Set exercise a:
Pull out every line of the records that contains the string "comb", and copy those lines unchanged.

Extract:

• • • •

CPI was hotter than expected; expectations for the next interest rate hike have been stepped up. Based on the CME's Fed Watch Tool there is now slightly greater than 50% chance for the next interest rate hike to come before the end of this year. Looking further out odds increase to 62.5% by March and to near 75% by June, up significantly from the 50% June probability predicted only a week ago. The news did not have much affect on the market other than to reinforce the idea of economic expansion, and the need to pay close attention to the FOMC next week.
International market were mostly lower although losses were minimal. In Asia trading was influenced by weaker than expected data out of China. The industrial production, fixed asset investment and retail sales figures were all about 0.5% below expectations but still quite strong at 6.5%, 7.8% and 10.5% respectively. In Europe traders had their eye on the BOE which held rates steady with no significant changes to their statement. Indices their held close to break even with most posting small gains, the FTSE led decliners with an anomalous -1.14%.
Futures trading was steady and stable near break even for the better part of the morning. There was a dip between 8AM and 9AM on rumor North Korea was readying for another missile launch but I couldn't find much info about that. The dip bottomed shortly after the CPI data was released and prices moved back toward break even going into the open. The open was a bit hectic. Sellers stepped in on the bell and drove prices down to the low of the day within the first 10 minutes. Bottom on the SPX was hit just before 9:40AM, roughly -0.25%, at which time selling pressure let up and the index was able to return to break even. The rest of the day saw it trend within a narrow range at break even levels and closing near the highs of the day.

• • • •

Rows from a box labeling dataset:

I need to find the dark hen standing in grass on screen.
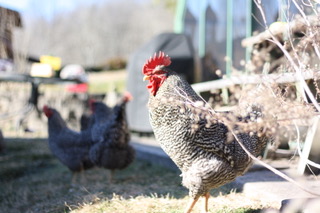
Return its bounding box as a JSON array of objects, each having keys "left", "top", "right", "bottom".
[
  {"left": 142, "top": 52, "right": 267, "bottom": 212},
  {"left": 43, "top": 106, "right": 94, "bottom": 182},
  {"left": 90, "top": 93, "right": 135, "bottom": 180}
]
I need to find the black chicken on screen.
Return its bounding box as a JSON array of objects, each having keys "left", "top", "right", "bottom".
[
  {"left": 43, "top": 106, "right": 94, "bottom": 182},
  {"left": 89, "top": 93, "right": 135, "bottom": 181}
]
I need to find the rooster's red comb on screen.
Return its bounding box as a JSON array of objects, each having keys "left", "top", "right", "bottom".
[{"left": 142, "top": 51, "right": 171, "bottom": 75}]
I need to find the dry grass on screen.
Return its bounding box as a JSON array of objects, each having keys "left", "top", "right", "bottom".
[{"left": 0, "top": 139, "right": 275, "bottom": 213}]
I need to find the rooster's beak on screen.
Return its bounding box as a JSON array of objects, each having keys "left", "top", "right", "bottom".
[{"left": 143, "top": 75, "right": 150, "bottom": 81}]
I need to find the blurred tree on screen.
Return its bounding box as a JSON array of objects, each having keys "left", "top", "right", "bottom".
[{"left": 16, "top": 0, "right": 174, "bottom": 66}]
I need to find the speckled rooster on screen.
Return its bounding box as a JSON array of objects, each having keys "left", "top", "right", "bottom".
[{"left": 142, "top": 52, "right": 267, "bottom": 212}]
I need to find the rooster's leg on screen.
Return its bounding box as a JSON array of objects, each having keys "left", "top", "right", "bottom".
[
  {"left": 71, "top": 172, "right": 79, "bottom": 186},
  {"left": 185, "top": 197, "right": 199, "bottom": 213},
  {"left": 108, "top": 169, "right": 114, "bottom": 184},
  {"left": 203, "top": 192, "right": 210, "bottom": 213}
]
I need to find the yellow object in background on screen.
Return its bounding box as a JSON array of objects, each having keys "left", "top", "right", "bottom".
[
  {"left": 40, "top": 55, "right": 61, "bottom": 71},
  {"left": 30, "top": 63, "right": 54, "bottom": 78}
]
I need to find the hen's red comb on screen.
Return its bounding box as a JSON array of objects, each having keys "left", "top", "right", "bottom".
[
  {"left": 142, "top": 51, "right": 171, "bottom": 75},
  {"left": 123, "top": 91, "right": 133, "bottom": 102}
]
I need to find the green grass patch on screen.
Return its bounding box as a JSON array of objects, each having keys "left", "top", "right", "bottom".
[{"left": 0, "top": 139, "right": 276, "bottom": 213}]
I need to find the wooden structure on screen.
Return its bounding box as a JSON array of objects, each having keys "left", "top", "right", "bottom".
[{"left": 0, "top": 7, "right": 22, "bottom": 60}]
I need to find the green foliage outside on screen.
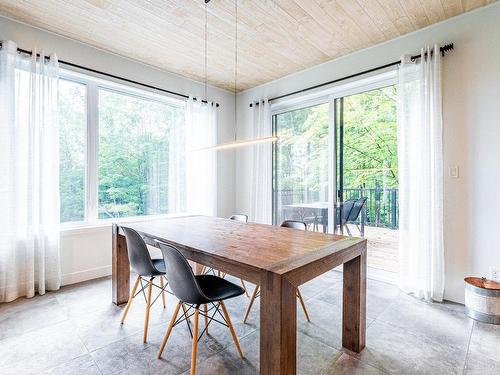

• • • •

Set exercise b:
Extend the market recap above from its last sentence, adding the next part of the commentary.

Task result a:
I need to find the rooster's red comb on screen.
I need to find the hen's red comb on screen.

Task result b:
Jobless claims data continues to be impacted by the Hurricanes but has yet to show truly significant damage to labor markets. Initial claims fell by -14,000 to 284,000 from last week's not revised figures. The four week moving average of claims rose 13,000 to 263,250. On a not adjusted basis claims fell -14.6% versus an expected -10.5% but remain up YOY by nearly 10%. From the hurricane perspective; it looks like the affects of Harvey have started to wane while those from Irma have yet to be felt. With this in mind we can expect to see another big jump in claims next week. The bigger picture; long term trends remain intact for now. Looking forward the rise in claims from the storms is much less important than where the figure settles once things get back to "normal".
Continuing claims fell by -7,000 this week and have yet to see the impact from Harvey much less Irma. Those affects should begin to show in the data next week. The previous week was revised up by 11,000, the four week moving average fell by -2,500. Looking at these figures it is easy to see that labor market turnover was low, steady and stable going into the stormy period.
The total number of Americans receiving benefits fell -28,887, in line with seasonal and long term economic trends. It will be at least one more week before we see affects from the storm enter this data. That being said the total claims remains well within trend, in line with healthy labor markets and down -8.3% from last year.
The CPI was hotter than expected. The headline month over month figure is +0.4%, a tenth more than the 0.3% predicted by economists. The rise is due primarily to energy and more specifically gasoline but also includes an increase in the cost of shelter. On a year over year basis headline CPI is up 1.9%, up 0.2% from July and the second month of gains. The energy index rose 2.8% for the month with the gasoline sub-index rising 6.3%. The shelter index rose a more modest 0.5%. On a core basis ex-food&energy CPI rose only 0.2% for the month and 1.7% for the past 12. It has held steady at this level for 4 months.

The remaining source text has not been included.